- Written problem A
Answer these questions about the forum thread on the Polaris Slingshot:
(i) What horsepower figure is given for the trike in the first post?
(ii) Which Top Gear presenter does Transk53 single out as likely to review it?
(iii) In Steve's last post, what does he predict it will go the way of?

- Extract provided

★ ★ ★

# The Polaris Slingshot



## Xue Sheng (Jan 8, 2015)

Polaris Sling Shot - Polaris

Driving the Polaris Slingshot, the grown-up's 173-hp trike


----------



## tshadowchaser (Jan 8, 2015)

looks beautiful


----------



## Instructor (Jan 9, 2015)

These remind me a lot of the old RQRiley Kit vehicles, everything old becomes new:  XR3 Plug-In Hybrid A Three-wheeled 125-mpg - 225-MPGe Hybrid Vehicle You Build From Plans


----------



## Transk53 (Jan 9, 2015)

Nice. Makes the Reliant Robin look like washing liquid bottle. Imagine the Top Gear boys, especially Hammond, will review this at some point.


----------



## Steve (Jan 9, 2015)

I don't get it.  Is it a cool factor thing?  Other than the "new" factor, what are the practical benefits over purchasing a car or a motorcycle?


----------



## Xue Sheng (Jan 9, 2015)

Transk53 said:


> Nice. Makes the Reliant Robin look like washing liquid bottle. Imagine the Top Gear boys, especially Hammond, will review this at some point.



It is probably a little more stable than the Reliant Robin too 






And I would like to see a Top Gear Review of the Polaris


----------



## Steve (Jan 9, 2015)

I think the guys on top gear would pan it bigtime.


----------



## Xue Sheng (Jan 9, 2015)

Steve said:


> I think the guys on top gear would pan it bigtime.



They tend to pan all American made cars...and I generally agree


----------



## Steve (Jan 9, 2015)

I think this is little more than a geeky toy for hipsters.  My prediction is that it will go the way of the segway.


----------



## Transk53 (Jan 9, 2015)

★ ★ ★

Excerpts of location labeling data
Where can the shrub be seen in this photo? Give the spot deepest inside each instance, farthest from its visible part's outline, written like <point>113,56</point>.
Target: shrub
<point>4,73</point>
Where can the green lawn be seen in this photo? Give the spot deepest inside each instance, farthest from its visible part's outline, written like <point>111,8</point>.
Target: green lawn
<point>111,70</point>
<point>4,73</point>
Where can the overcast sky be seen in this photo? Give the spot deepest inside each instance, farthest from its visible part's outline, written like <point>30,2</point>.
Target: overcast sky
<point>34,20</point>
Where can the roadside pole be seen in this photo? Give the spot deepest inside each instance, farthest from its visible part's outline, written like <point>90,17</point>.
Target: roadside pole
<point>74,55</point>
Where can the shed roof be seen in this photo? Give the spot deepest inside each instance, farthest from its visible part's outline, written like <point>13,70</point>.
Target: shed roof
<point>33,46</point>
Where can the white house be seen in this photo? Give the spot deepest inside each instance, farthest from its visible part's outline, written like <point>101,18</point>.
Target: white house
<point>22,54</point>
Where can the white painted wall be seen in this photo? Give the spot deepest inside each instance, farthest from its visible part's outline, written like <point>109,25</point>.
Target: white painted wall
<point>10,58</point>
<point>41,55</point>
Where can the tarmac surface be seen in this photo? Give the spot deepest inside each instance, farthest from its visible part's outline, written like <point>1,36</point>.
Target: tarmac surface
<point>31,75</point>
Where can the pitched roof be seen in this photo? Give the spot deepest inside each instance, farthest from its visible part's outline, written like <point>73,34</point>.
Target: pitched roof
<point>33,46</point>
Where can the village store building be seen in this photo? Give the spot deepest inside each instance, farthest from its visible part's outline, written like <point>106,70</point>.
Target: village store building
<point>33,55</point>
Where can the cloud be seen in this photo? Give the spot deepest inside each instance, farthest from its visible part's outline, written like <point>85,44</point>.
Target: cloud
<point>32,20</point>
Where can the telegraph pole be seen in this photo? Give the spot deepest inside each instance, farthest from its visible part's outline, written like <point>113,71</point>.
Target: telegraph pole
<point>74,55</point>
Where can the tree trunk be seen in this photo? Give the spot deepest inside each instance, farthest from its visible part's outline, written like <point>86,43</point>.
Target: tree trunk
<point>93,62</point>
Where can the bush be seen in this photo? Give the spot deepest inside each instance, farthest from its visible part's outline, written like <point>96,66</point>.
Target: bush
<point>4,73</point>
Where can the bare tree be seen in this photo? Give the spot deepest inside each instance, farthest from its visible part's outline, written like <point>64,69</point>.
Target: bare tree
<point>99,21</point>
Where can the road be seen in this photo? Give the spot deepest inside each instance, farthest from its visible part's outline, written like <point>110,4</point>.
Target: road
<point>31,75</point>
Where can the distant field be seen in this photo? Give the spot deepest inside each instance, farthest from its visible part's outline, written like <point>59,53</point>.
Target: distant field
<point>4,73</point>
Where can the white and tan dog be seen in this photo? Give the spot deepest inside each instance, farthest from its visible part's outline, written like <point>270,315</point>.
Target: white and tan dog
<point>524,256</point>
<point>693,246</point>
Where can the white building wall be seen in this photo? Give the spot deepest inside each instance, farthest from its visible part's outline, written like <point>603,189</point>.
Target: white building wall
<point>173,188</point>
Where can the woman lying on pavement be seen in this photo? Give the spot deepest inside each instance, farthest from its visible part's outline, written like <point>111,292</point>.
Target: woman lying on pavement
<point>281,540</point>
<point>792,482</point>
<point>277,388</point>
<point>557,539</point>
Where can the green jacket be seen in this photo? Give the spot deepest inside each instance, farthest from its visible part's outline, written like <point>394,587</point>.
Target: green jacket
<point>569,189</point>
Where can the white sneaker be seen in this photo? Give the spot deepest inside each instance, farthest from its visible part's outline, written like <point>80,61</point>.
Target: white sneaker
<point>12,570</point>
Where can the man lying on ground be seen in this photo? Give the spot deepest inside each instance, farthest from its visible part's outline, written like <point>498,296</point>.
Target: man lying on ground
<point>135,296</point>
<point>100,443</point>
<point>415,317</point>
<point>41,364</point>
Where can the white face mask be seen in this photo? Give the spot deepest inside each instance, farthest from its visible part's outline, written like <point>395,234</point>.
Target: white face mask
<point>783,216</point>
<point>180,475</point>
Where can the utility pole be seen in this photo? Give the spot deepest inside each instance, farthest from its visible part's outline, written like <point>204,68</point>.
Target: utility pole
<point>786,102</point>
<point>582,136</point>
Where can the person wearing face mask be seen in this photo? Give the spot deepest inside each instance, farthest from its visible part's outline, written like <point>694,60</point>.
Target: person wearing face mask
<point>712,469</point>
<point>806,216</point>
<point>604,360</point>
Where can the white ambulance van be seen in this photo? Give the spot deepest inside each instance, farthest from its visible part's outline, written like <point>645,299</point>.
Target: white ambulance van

★ ★ ★

- Written problem B
Please recast the records from the line that contains "Where can the distant" through the line that contains "<point>12,570</point>" as a Markdown table with the columns Row and Line. Put a row number in Row and the line itself in Line, leaving out any blank lines.

- Answer A
(i) 173 hp
(ii) Hammond
(iii) The segway

- Answer B
| Row | Line |
|---|---|
| 1 | Where can the distant field be seen in this photo? Give the spot deepest inside each instance, farthest from its visible part's outline, written like <point>59,53</point>. |
| 2 | Target: distant field |
| 3 | <point>4,73</point> |
| 4 | Where can the white and tan dog be seen in this photo? Give the spot deepest inside each instance, farthest from its visible part's outline, written like <point>270,315</point>. |
| 5 | Target: white and tan dog |
| 6 | <point>524,256</point> |
| 7 | <point>693,246</point> |
| 8 | Where can the white building wall be seen in this photo? Give the spot deepest inside each instance, farthest from its visible part's outline, written like <point>603,189</point>. |
| 9 | Target: white building wall |
| 10 | <point>173,188</point> |
| 11 | Where can the woman lying on pavement be seen in this photo? Give the spot deepest inside each instance, farthest from its visible part's outline, written like <point>111,292</point>. |
| 12 | Target: woman lying on pavement |
| 13 | <point>281,540</point> |
| 14 | <point>792,482</point> |
| 15 | <point>277,388</point> |
| 16 | <point>557,539</point> |
| 17 | Where can the green jacket be seen in this photo? Give the spot deepest inside each instance, farthest from its visible part's outline, written like <point>394,587</point>. |
| 18 | Target: green jacket |
| 19 | <point>569,189</point> |
| 20 | Where can the white sneaker be seen in this photo? Give the spot deepest inside each instance, farthest from its visible part's outline, written like <point>80,61</point>. |
| 21 | Target: white sneaker |
| 22 | <point>12,570</point> |